→ **EXTRACTED TEXT**
For the cover of its latest position paper on doing business in the world’s second-largest economy, the British Chamber of Commerce in China this year deliberately chose red.
While the colour is auspicious in China, in the west it can signify negativity and a barrier, such as on stop signs and traffic lights.
That ambiguity is meant to capture the situation in China today. While sentiment has improved since 2022, when Beijing’s zero-Covid policy crushed the economy, mixed messages and vague rulemaking in critical areas such as data security are keeping foreign businesses on edge.
The latest shock came this week when China banned US chipmaker Micron’s products from critical information infrastructure, following a G7 meeting in Hiroshima at the weekend, in which the group accused Beijing of economic coercion and militarising the South China Sea.
The Micron ban comes on top of raids in China on foreign consultancies in recent weeks, which included the detention and disappearance of five employees from US company Mintz, and a ban on auditor Deloitte.

Items from a dataset:
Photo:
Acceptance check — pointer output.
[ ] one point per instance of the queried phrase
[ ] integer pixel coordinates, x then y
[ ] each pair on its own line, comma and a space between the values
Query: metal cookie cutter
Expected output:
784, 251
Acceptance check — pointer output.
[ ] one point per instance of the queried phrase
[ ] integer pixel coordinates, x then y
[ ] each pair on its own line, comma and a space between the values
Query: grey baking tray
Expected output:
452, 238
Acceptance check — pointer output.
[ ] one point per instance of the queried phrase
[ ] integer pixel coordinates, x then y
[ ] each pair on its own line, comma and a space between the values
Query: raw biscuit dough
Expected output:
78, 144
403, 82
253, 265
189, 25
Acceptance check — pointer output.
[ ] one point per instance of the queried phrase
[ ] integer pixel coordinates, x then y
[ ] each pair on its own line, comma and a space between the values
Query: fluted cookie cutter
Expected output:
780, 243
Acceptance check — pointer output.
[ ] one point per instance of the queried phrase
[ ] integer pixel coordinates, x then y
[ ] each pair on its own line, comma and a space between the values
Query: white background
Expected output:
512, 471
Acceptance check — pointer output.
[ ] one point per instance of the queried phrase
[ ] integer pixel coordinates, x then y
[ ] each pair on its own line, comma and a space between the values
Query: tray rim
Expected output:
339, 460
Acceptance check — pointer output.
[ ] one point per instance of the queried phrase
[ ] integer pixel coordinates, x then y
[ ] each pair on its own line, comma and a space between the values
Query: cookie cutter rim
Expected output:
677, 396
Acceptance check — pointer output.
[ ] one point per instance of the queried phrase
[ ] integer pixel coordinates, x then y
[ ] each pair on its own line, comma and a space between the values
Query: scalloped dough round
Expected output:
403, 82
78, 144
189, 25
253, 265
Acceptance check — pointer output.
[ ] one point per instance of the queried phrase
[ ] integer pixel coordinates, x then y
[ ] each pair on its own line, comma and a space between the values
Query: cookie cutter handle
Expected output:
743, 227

→ **EXERCISE DESCRIPTION**
Retype the passage above about foreign businesses in China word for word, keeping all of its original punctuation.

→ **RESULT BELOW**
For the cover of its latest position paper on doing business in the world’s second-largest economy, the British Chamber of Commerce in China this year deliberately chose red.
While the colour is auspicious in China, in the west it can signify negativity and a barrier, such as on stop signs and traffic lights.
That ambiguity is meant to capture the situation in China today. While sentiment has improved since 2022, when Beijing’s zero-Covid policy crushed the economy, mixed messages and vague rulemaking in critical areas such as data security are keeping foreign businesses on edge.
The latest shock came this week when China banned US chipmaker Micron’s products from critical information infrastructure, following a G7 meeting in Hiroshima at the weekend, in which the group accused Beijing of economic coercion and militarising the South China Sea.
The Micron ban comes on top of raids in China on foreign consultancies in recent weeks, which included the detention and disappearance of five employees from US company Mintz, and a ban on auditor Deloitte.